● **Aim of the task**
Reproduce the whole of the records exactly, and make sure no picture is carried into the result.

● **Data under study**
- - - - - - -

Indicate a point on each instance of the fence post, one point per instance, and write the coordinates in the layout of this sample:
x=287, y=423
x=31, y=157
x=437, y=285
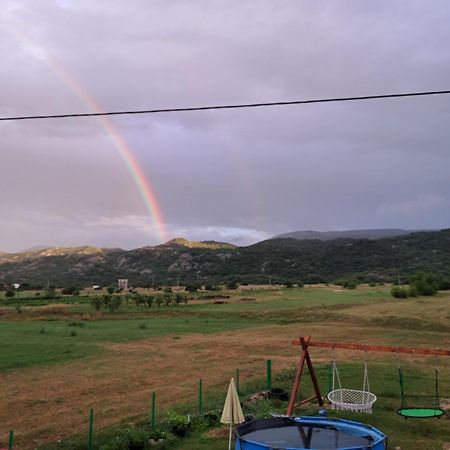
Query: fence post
x=91, y=429
x=200, y=397
x=153, y=411
x=269, y=374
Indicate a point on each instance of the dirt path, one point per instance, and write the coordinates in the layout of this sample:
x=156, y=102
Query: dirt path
x=46, y=404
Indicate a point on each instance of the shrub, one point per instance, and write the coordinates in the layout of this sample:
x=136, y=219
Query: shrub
x=399, y=292
x=72, y=290
x=149, y=299
x=178, y=423
x=350, y=284
x=192, y=287
x=114, y=303
x=159, y=300
x=412, y=291
x=97, y=303
x=50, y=294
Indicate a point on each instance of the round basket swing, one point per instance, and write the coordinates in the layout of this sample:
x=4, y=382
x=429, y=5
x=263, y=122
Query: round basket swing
x=351, y=399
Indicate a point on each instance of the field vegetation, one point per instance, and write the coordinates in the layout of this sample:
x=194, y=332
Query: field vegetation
x=61, y=356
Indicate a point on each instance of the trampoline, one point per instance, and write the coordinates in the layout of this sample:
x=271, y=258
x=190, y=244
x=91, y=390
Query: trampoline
x=315, y=433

- - - - - - -

● **Response area**
Indicate a point on each instance of the fence post, one point per instance, and write the coordinates in the layout of this sample:
x=287, y=423
x=31, y=157
x=437, y=285
Query: fence post
x=91, y=429
x=200, y=397
x=153, y=411
x=269, y=374
Indicate a point on each instance of the dirt path, one point per instance, and write the coordinates in the layout of this sample:
x=156, y=102
Query: dirt path
x=46, y=404
Indicate a point on each instance of the shrub, one point per instance, and write the coordinates in the layout of this sample:
x=136, y=219
Query: shrub
x=399, y=292
x=72, y=290
x=149, y=299
x=178, y=423
x=350, y=284
x=192, y=287
x=114, y=303
x=159, y=300
x=412, y=291
x=97, y=303
x=50, y=294
Indicate a point on each instance of the round basket swing, one point per instance, and write the coordinates in the layout of this sample:
x=4, y=382
x=429, y=5
x=263, y=122
Query: round basket swing
x=351, y=399
Indicate a point on each instance of the field vegetation, one point per instance, and write the coordinates in the layout of this sample:
x=194, y=332
Query: field vegetation
x=61, y=356
Indicate a point on each instance of the trampoline, one point per instance, and write the coordinates in the layout of this sample:
x=271, y=258
x=190, y=244
x=91, y=390
Query: trampoline
x=315, y=433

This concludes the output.